About this exercise -
An exact copy of the records is needed; please leave the images out.

Records for this exercise -

◇ ◇ ◇ ◇ ◇ ◇ ◇

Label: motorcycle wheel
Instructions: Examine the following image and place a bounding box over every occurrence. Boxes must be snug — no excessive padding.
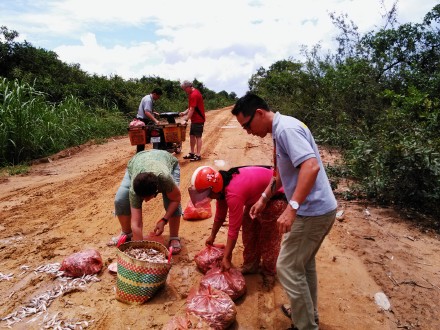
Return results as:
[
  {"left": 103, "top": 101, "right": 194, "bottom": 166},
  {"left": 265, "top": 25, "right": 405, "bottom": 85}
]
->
[{"left": 174, "top": 143, "right": 182, "bottom": 154}]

◇ ◇ ◇ ◇ ◇ ◇ ◇

Answer to this task -
Label: motorcycle wheel
Instructions: Examine the following image and place a bounding box over every occurrence. Boxes must be snug — no excessive padding.
Return results as:
[
  {"left": 103, "top": 101, "right": 194, "bottom": 166},
  {"left": 265, "top": 25, "right": 405, "bottom": 85}
]
->
[{"left": 174, "top": 143, "right": 182, "bottom": 154}]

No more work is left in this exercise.